§ ОТРЫВОК ДЛЯ ЧТЕНИЯ
А как бабушка попала в ГОСЕТ?

Я не думаю, что в городе тогда было много людей с хорошим театральным образованием и со знанием идиша. И потом, она была очень хорошенькая, умница — что же было ее не взять?

1981 год. С внучкой Мариной Тимашевой и правнучкой Настей
Любовь Марковна была специалистом по Немировичу-Данченко, а какова тема твоего диплома и диссертации?

Диплом я писала как раз о Гордоне Крэге. Это великий английский режиссер, который в 1911 году ставил в Художественном театре спектакль «Гамлет». А моя диссертация называлась «Движение свободных независимых театров и английский театр рубежа веков». Движение свободных независимых театров — это фактически то, вершиной чего и оказался Московский художественный театр Станиславского и Немировича-Данченко. То есть, по сути, я занималась тем, что предшествовало Художественному театру. Но к бабушке это отношения не имело, поскольку иностранных языков она не знала и в этом смысле помочь мне уже никак не могла.

Но бабушка, насколько я понимаю, хорошо знала идиш и украинский.

§ ЗАПИСИ
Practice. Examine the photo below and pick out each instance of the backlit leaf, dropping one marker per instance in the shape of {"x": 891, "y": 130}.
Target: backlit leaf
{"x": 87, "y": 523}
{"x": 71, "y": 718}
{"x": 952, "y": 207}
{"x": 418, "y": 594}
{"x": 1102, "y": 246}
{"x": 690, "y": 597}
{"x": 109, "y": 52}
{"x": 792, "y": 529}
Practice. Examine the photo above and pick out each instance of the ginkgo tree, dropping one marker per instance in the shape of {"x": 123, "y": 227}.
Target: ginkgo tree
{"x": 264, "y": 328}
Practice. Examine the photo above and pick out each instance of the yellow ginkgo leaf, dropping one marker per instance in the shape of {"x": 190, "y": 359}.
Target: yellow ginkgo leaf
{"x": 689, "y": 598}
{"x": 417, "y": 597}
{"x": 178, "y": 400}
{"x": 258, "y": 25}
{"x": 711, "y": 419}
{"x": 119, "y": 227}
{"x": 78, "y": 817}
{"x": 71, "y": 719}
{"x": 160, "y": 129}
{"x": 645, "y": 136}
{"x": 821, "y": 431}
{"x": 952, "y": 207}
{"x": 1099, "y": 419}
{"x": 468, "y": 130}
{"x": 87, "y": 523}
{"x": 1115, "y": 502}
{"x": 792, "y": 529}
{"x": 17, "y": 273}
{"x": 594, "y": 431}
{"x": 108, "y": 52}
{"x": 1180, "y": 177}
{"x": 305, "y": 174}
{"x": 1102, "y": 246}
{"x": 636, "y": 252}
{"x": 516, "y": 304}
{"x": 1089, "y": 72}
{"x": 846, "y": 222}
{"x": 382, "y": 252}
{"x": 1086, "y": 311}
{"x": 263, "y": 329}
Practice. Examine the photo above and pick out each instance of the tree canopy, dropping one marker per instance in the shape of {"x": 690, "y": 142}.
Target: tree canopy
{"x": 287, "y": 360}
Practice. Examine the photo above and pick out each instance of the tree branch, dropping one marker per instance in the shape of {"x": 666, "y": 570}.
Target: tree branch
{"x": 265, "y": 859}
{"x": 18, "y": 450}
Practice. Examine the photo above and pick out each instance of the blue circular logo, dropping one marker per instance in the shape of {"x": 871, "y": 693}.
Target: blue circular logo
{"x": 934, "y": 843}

§ ЧТО НУЖНО СДЕЛАТЬ
1. Выпишите всех людей, чьи имена или фамилии есть в отрывке о бабушке и театре. Каждого назовите один раз, по порядку появления.
2. Продолжите отрывок о бабушке и театре после его последней фразы.

§ ГОТОВЫЕ ОТВЕТЫ
1. Марина Тимашева, Настя, Любовь Марковна, Немирович-Данченко, Гордон Крэг, Станиславский

2.
Она эти языки очень любила, а мне, например, украинский всегда казался смешным и — это очень неполиткорректно — изувеченным русским. И бабушку это очень расстраивало. Она мне, выбиваясь из сил, читала вечерами Тараса Шевченко и говорила: «Как можно это не любить, не понимать!» Язык действительно звучал как музыка, но отличался от того, что я обычно слышала.

Бабушка пела песни на идише?

Пела и читала стихи. И еще рассказывала ужасно смешные полуукраинские-полуеврейские штучки. Хорошо помню, как она мне пела «Тум-балалайку», ее я запомнила на всю жизнь. В декабре я была первый раз в жизни в Израиле. Они, естественно, все говорят на иврите и играют на иврите, и вдруг в одном спектакле запели на идише, причем неизвестную мне песню, но я немедленно поняла, что это идиш, атмосфера этого языка, вкус этого языка… Я думала, меня из зала выведут — так я ревела. Сердце разрывалось. Я так люблю идиш, он кажется мне таким мягким, таким славным языком. Вообще, надо сказать, что если я о чем-то жалею, так это о том, что я не выучила этот абсолютно бесполезный язык, к которому у меня какая-то душевная привязанность. У меня никакой не возникает ассоциации с немецким, на который он похож, а только с бабушкой.

1983 год. С правнучкой Настей
А бабушка тебя не пыталась учить?

Нет, она и не хотела меня учить. Она считала, что не так блестяще знает идиш и никого ему не учила. Хотя ясно, что его любила, как и украинский. Кроме того, бабушка избегала всяких разговоров о еврействе, видимо, по той же причине, по которой выключала телефон.


Твоя дочь Настя тоже дипломированный театровед. Кто в большей степени повлиял ты или бабушка?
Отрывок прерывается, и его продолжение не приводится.